#### SUPPLIED RECORDS ####
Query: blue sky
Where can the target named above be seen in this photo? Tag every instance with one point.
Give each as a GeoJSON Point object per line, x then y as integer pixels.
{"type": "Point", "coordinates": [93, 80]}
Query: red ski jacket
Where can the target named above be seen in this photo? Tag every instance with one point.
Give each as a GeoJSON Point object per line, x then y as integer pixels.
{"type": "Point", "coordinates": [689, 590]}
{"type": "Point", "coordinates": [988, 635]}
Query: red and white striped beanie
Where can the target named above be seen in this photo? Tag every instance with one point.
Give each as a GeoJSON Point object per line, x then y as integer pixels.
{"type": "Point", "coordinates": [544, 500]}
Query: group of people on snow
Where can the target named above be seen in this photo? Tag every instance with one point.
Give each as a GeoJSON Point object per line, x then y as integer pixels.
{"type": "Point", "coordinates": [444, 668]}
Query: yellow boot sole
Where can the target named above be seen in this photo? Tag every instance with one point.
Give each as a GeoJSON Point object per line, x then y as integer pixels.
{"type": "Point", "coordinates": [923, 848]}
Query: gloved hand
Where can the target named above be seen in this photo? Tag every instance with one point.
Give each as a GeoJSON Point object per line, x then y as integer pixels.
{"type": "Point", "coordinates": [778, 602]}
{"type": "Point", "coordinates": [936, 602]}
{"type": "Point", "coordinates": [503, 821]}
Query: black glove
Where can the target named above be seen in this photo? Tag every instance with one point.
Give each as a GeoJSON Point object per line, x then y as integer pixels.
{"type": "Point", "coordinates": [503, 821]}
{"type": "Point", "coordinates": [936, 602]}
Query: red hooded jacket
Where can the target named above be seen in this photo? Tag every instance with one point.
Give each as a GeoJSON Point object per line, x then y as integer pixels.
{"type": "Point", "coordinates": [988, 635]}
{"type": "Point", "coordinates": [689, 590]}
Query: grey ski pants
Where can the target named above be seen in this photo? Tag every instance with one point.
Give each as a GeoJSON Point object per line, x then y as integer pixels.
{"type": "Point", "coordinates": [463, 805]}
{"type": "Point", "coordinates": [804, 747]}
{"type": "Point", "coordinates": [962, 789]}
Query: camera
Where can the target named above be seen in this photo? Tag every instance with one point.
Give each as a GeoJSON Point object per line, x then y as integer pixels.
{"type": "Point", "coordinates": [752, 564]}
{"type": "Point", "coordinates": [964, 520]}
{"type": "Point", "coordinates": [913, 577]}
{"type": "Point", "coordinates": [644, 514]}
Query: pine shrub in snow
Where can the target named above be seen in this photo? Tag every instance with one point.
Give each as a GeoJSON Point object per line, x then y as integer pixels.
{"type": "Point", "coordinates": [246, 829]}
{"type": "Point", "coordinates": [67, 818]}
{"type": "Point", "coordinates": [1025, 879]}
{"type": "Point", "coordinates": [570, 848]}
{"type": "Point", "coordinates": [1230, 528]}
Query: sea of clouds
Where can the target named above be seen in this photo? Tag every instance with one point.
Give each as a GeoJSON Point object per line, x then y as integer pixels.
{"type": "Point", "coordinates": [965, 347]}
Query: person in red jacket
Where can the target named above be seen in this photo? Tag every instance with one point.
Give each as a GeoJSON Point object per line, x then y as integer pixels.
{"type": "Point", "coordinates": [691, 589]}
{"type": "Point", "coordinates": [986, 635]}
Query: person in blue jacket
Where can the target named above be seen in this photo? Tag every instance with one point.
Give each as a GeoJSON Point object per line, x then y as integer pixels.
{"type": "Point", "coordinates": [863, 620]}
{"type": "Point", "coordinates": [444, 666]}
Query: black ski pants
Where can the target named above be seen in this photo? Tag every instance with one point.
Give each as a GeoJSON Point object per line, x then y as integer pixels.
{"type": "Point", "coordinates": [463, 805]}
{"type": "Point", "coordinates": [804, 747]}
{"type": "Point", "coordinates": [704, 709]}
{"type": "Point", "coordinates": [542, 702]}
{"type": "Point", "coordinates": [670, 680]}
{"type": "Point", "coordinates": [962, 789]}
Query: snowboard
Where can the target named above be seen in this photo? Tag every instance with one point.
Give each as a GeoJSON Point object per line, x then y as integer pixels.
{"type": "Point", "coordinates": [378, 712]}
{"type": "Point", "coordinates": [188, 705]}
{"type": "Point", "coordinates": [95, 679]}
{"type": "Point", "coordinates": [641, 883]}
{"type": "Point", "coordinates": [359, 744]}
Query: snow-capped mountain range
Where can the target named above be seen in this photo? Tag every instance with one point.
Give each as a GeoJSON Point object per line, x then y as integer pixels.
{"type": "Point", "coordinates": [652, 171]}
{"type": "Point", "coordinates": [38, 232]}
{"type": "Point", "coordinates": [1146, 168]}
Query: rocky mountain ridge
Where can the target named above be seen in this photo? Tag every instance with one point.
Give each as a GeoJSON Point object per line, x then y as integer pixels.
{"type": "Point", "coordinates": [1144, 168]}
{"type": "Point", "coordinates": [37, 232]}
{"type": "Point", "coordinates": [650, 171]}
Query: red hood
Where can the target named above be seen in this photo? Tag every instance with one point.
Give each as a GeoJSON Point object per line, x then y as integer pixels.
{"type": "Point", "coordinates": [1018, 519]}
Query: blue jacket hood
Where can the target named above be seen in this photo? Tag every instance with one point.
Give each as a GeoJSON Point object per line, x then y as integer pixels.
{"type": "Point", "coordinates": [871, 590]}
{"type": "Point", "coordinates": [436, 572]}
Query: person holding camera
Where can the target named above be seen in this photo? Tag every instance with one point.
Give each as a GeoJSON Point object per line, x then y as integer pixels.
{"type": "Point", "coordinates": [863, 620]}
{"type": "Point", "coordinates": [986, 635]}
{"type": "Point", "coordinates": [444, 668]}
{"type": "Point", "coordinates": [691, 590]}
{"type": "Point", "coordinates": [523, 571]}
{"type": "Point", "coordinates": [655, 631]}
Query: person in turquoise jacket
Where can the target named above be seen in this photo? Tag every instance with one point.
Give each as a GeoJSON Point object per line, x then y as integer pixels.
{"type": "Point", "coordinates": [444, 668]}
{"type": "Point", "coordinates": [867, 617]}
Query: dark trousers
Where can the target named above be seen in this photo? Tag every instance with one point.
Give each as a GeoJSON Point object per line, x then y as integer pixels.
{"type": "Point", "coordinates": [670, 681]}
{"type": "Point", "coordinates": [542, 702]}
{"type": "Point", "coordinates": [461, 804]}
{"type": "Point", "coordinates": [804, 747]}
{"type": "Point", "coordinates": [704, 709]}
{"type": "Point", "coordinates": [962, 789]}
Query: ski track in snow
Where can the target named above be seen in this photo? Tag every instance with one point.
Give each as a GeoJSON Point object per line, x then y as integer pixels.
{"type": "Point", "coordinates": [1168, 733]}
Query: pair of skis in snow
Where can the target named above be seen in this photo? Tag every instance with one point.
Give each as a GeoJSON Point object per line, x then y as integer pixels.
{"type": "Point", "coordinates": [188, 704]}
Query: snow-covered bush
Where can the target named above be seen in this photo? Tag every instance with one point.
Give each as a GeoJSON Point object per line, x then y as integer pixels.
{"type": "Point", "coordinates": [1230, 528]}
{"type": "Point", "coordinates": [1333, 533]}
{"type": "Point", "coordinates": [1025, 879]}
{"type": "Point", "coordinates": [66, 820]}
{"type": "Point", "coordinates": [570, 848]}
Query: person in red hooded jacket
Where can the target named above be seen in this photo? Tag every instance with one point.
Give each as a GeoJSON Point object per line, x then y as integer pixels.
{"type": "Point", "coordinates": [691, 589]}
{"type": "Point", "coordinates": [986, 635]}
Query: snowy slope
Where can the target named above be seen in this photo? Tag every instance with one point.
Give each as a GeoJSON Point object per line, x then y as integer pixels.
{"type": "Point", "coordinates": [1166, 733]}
####
* **EXERCISE BRIEF**
Take the lines above and retype all of them exactly.

* **ANSWER BOX**
Query: blue sky
Where can the target named above be seen in this photo? Tag every instance with one point.
Give each as a GeoJSON Point object per line, x then y as integer pixels.
{"type": "Point", "coordinates": [93, 80]}
Query: red ski jacket
Where can the target named above be seen in this photo? Tag every instance with one point.
Give each as a GeoJSON Point object per line, x then y as integer pixels.
{"type": "Point", "coordinates": [689, 590]}
{"type": "Point", "coordinates": [988, 635]}
Query: red and white striped beanie
Where can the target named above be seen in this photo? Tag every instance with one point.
Give each as a GeoJSON Point object per line, x then y as integer pixels.
{"type": "Point", "coordinates": [544, 500]}
Query: group of people on snow
Where can the target named above be seen in this photo? Tag every instance with one point.
Give each as a GeoJSON Point object per line, x then y as integer pixels.
{"type": "Point", "coordinates": [444, 668]}
Query: yellow boot sole
Where can the target named above be seen in this photo? Tag every instance with one point.
Give each as a GeoJSON Point object per line, x then y as integer pixels.
{"type": "Point", "coordinates": [923, 848]}
Query: gloved hand
Where can the target named above be seen in this photo? Tag every instance with one point.
Give each as a GeoJSON Point object per line, x then y as integer pixels.
{"type": "Point", "coordinates": [778, 602]}
{"type": "Point", "coordinates": [936, 602]}
{"type": "Point", "coordinates": [503, 821]}
Query: black glove
Where can the target named above be seen in this photo? Tag every instance with one point.
Give each as a GeoJSON Point object per line, x then y as integer pixels.
{"type": "Point", "coordinates": [503, 821]}
{"type": "Point", "coordinates": [936, 602]}
Query: red hooded jacket
Where can the target named above be seen in this photo? Tag every instance with one point.
Give each as a GeoJSON Point object per line, x then y as integer pixels.
{"type": "Point", "coordinates": [988, 635]}
{"type": "Point", "coordinates": [689, 590]}
Query: grey ski pants
Where can the target named above be seen in this photo? Tag every instance with one point.
Give each as a GeoJSON Point object per line, x then y as integer pixels.
{"type": "Point", "coordinates": [463, 805]}
{"type": "Point", "coordinates": [804, 747]}
{"type": "Point", "coordinates": [962, 789]}
Query: camera
Where can the target named above be seen in this photo? Tag every instance with one point.
Give each as a GeoJSON Point object per line, x then y as integer pixels.
{"type": "Point", "coordinates": [752, 564]}
{"type": "Point", "coordinates": [964, 520]}
{"type": "Point", "coordinates": [913, 577]}
{"type": "Point", "coordinates": [644, 514]}
Query: pine shrub in snow
Where can the target named above be seen in this photo? Tag every instance with one point.
Give each as a GeoJSON Point object per line, x then y as integer pixels.
{"type": "Point", "coordinates": [246, 829]}
{"type": "Point", "coordinates": [67, 818]}
{"type": "Point", "coordinates": [1025, 879]}
{"type": "Point", "coordinates": [570, 848]}
{"type": "Point", "coordinates": [1230, 528]}
Query: sea of clouds
Where can the target named above be seen in this photo? Tag every instance with one point.
Give each as a GeoJSON Point object per line, x then y as integer pixels.
{"type": "Point", "coordinates": [965, 347]}
Query: person in red jacket
Where can the target named above be seen in this photo? Tag every instance with one point.
Give each as a GeoJSON Point object per line, x then y as integer pixels.
{"type": "Point", "coordinates": [691, 589]}
{"type": "Point", "coordinates": [986, 635]}
Query: person in blue jacket
Where can the target named above be seen in this photo? Tag every instance with one point.
Give each as a GeoJSON Point object per line, x then y as integer pixels.
{"type": "Point", "coordinates": [863, 620]}
{"type": "Point", "coordinates": [444, 666]}
Query: black ski pants
Where can the target named above be seen in this photo? Tag every instance with one point.
Give each as a GeoJSON Point object per line, x then y as integer pixels.
{"type": "Point", "coordinates": [463, 805]}
{"type": "Point", "coordinates": [804, 747]}
{"type": "Point", "coordinates": [704, 709]}
{"type": "Point", "coordinates": [542, 702]}
{"type": "Point", "coordinates": [670, 680]}
{"type": "Point", "coordinates": [962, 789]}
Query: snowboard
Where can the target named above be seen in this photo? Tag every instance with one point.
Give each as a GeoJSON Point object per line, x then y as integer pixels.
{"type": "Point", "coordinates": [378, 712]}
{"type": "Point", "coordinates": [188, 705]}
{"type": "Point", "coordinates": [95, 679]}
{"type": "Point", "coordinates": [641, 883]}
{"type": "Point", "coordinates": [359, 744]}
Query: snow-capped mountain range
Where can the target named above be seen in this photo? Tag every instance with one point.
Give each as a GeoJSON Point object per line, x then y as integer pixels.
{"type": "Point", "coordinates": [652, 171]}
{"type": "Point", "coordinates": [38, 232]}
{"type": "Point", "coordinates": [1146, 168]}
Query: rocky mountain ridge
Where can the target named above be seen in this photo? Tag every instance with one point.
Give each as a GeoJSON Point object per line, x then y as integer pixels.
{"type": "Point", "coordinates": [1144, 168]}
{"type": "Point", "coordinates": [37, 232]}
{"type": "Point", "coordinates": [650, 171]}
Query: red hood
Where can the target named above be seen in this photo? Tag every instance with one point.
Give each as a GeoJSON Point object per line, x then y as integer pixels.
{"type": "Point", "coordinates": [1018, 519]}
Query: blue jacket hood
Where can the target named above be seen in this photo? Tag every instance with one point.
Give each as a GeoJSON Point object per line, x then y as integer pixels.
{"type": "Point", "coordinates": [871, 590]}
{"type": "Point", "coordinates": [436, 572]}
Query: person holding camera
Where can the target named above be seen in this photo? Tag every instance with one point.
Give each as a GeoJSON Point object per line, x then y as integer pixels.
{"type": "Point", "coordinates": [863, 620]}
{"type": "Point", "coordinates": [986, 635]}
{"type": "Point", "coordinates": [444, 668]}
{"type": "Point", "coordinates": [691, 590]}
{"type": "Point", "coordinates": [523, 571]}
{"type": "Point", "coordinates": [655, 631]}
Query: person in turquoise jacket
Where can the target named above be seen in this photo? Tag every instance with one point.
Give each as a GeoJSON Point object per line, x then y as integer pixels.
{"type": "Point", "coordinates": [444, 668]}
{"type": "Point", "coordinates": [867, 617]}
Query: dark trousers
Where can the target named above be seen in this photo? Tag every instance with one point.
Give each as a GeoJSON Point object per line, x then y as integer pixels.
{"type": "Point", "coordinates": [670, 681]}
{"type": "Point", "coordinates": [542, 702]}
{"type": "Point", "coordinates": [461, 804]}
{"type": "Point", "coordinates": [804, 747]}
{"type": "Point", "coordinates": [704, 709]}
{"type": "Point", "coordinates": [962, 789]}
Query: ski track in snow
Where can the target named above be seen in this photo? Tag every instance with one point.
Give each as a GeoJSON Point object per line, x then y as integer pixels.
{"type": "Point", "coordinates": [1168, 733]}
Query: pair of skis in snow
Where can the target named above be seen in this photo? Tag every instance with one point.
Give each as a GeoJSON Point object per line, x then y as integer pixels.
{"type": "Point", "coordinates": [188, 704]}
Query: snow-covered bush
Where can the target named above be seen in this photo? Tag every instance with one point.
Give each as a GeoJSON Point object per line, x then y as integer pixels.
{"type": "Point", "coordinates": [1230, 528]}
{"type": "Point", "coordinates": [1333, 533]}
{"type": "Point", "coordinates": [1025, 879]}
{"type": "Point", "coordinates": [66, 820]}
{"type": "Point", "coordinates": [570, 848]}
Query: person in red hooded jacket
Where can the target named above be seen in this photo? Tag every instance with one point.
Give each as a GeoJSON Point object per line, x then y as integer pixels.
{"type": "Point", "coordinates": [691, 589]}
{"type": "Point", "coordinates": [986, 635]}
Query: snowy slope
Where can the target named above be seen in this photo? Tag every instance with one point.
Give each as a GeoJSON Point object per line, x then y as integer pixels.
{"type": "Point", "coordinates": [1166, 733]}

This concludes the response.